Source passage:
☆ ☆ ☆ ☆
In [1]:
import datetime
import pystac
import rioxarray

from geopandas import GeoSeries
from rasterio.features import shapes
from shapely.geometry import shape, mapping, MultiPolygon
from pystac import Catalog, Collection, Item, Asset

# Create STAC catalog from retiled images

In this notebook we illustrate how to create a STAC catalog for organizing the GeoTIFFs that will be produced during the retiling of the satellite imagery (either original images or mosaics). STAC catalogs entail the following elements: Catalog > Collection > Item (definitions given [here](https://stacspec.org/core.html)). In order to construct the catalog we use [PySTAC](https://pystac.readthedocs.io), which provides a representation of these elements as Python objects. For a PySTAC tutorial on how to construct a general-purpose catalog, have a look at this [tutorial](https://pystac.readthedocs.io/en/latest/tutorials/how-to-create-stac-catalogs.html).
☆ ☆ ☆ ☆
Information supplied:
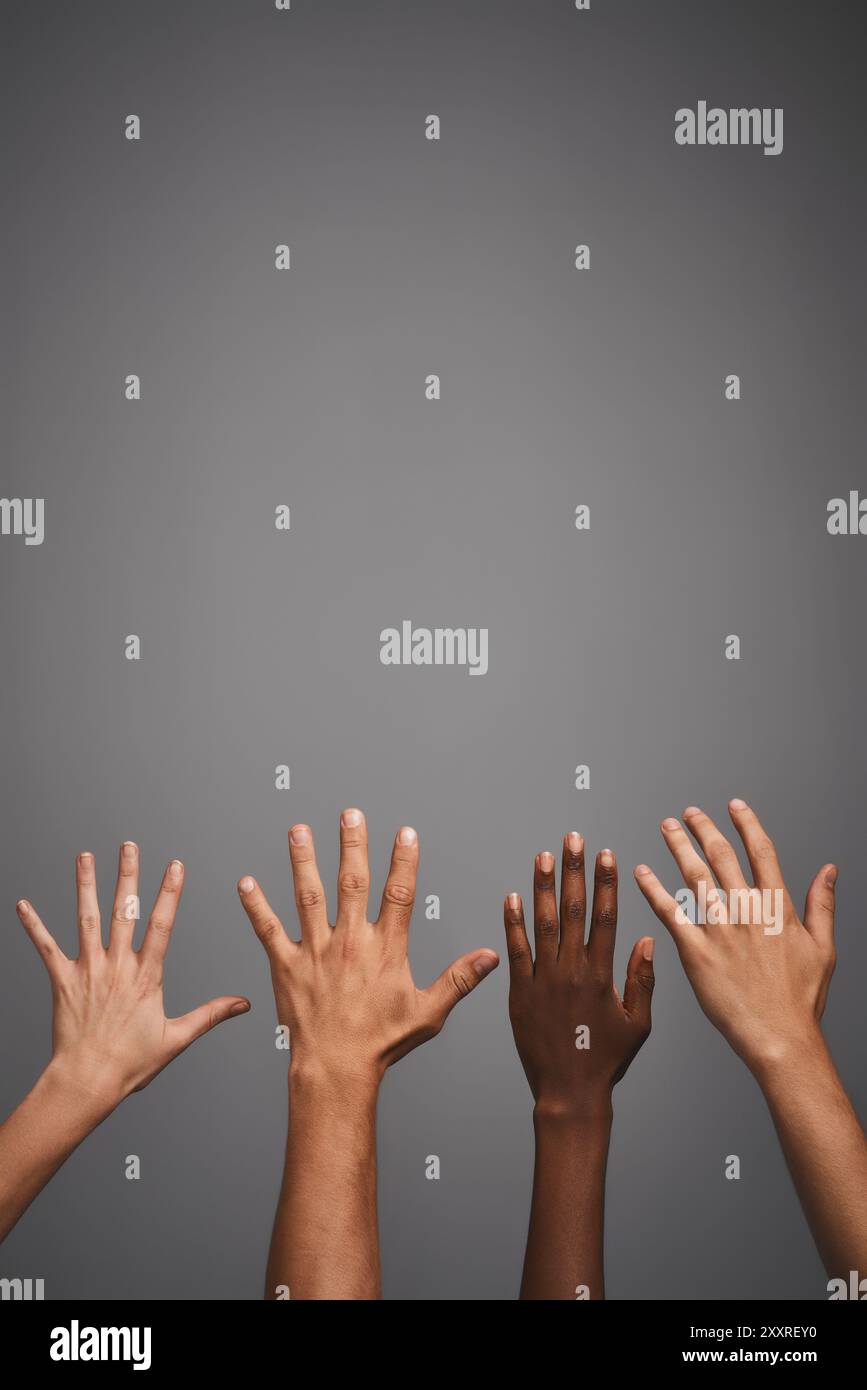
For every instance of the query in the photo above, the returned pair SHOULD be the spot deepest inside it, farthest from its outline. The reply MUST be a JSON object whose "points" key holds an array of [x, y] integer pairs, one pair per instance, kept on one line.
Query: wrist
☆ ☆ ☆ ☆
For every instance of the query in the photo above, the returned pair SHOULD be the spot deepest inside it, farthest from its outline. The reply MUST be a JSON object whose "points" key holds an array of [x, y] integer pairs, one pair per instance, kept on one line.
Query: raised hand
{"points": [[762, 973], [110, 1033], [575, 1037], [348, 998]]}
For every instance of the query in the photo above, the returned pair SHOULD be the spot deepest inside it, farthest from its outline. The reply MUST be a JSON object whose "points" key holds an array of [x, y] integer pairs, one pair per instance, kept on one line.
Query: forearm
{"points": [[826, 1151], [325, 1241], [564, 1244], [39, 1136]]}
☆ ☆ ☆ ☆
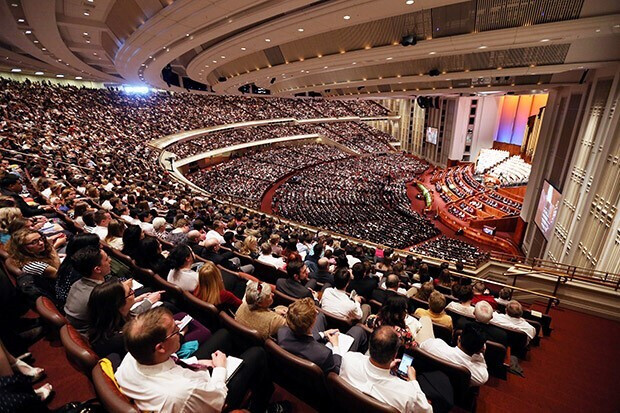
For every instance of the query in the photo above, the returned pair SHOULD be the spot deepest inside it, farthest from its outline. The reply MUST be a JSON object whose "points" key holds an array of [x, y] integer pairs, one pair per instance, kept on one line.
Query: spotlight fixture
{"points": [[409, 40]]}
☆ ☆ ☆ ☆
Work to complete:
1 – Summarize the notebook on STAC catalogs above in two sentences.
2 – Give a continuation of the notebook on STAC catalogs above, beginning right after its final sentence.

Responses to the exercise:
1 – The notebook on STAC catalogs shows how to create a STAC catalog to organize the GeoTIFFs produced when satellite imagery, either original images or mosaics, is retiled. Such catalogs follow the hierarchy Catalog > Collection > Item, and the notebook builds them with PySTAC, which represents these elements as Python objects.

2 –
In [2]:
# use composite image as test tile
asset_path = "TestDataSet/S2_comp_first.tif"

# define id's for the STAC objects
catalog_id = "ice-shelfs-antartica_retiled"
collection_id = "sentinel-2-L2A_retiled"
item_id = "PIG"
asset_id = "B2-B3-B4"

We use [rioxarray](https://corteva.github.io/rioxarray) to open the GeoTIFF:

In [3]:
# load image to extract information
bands = rioxarray.open_rasterio(asset_path)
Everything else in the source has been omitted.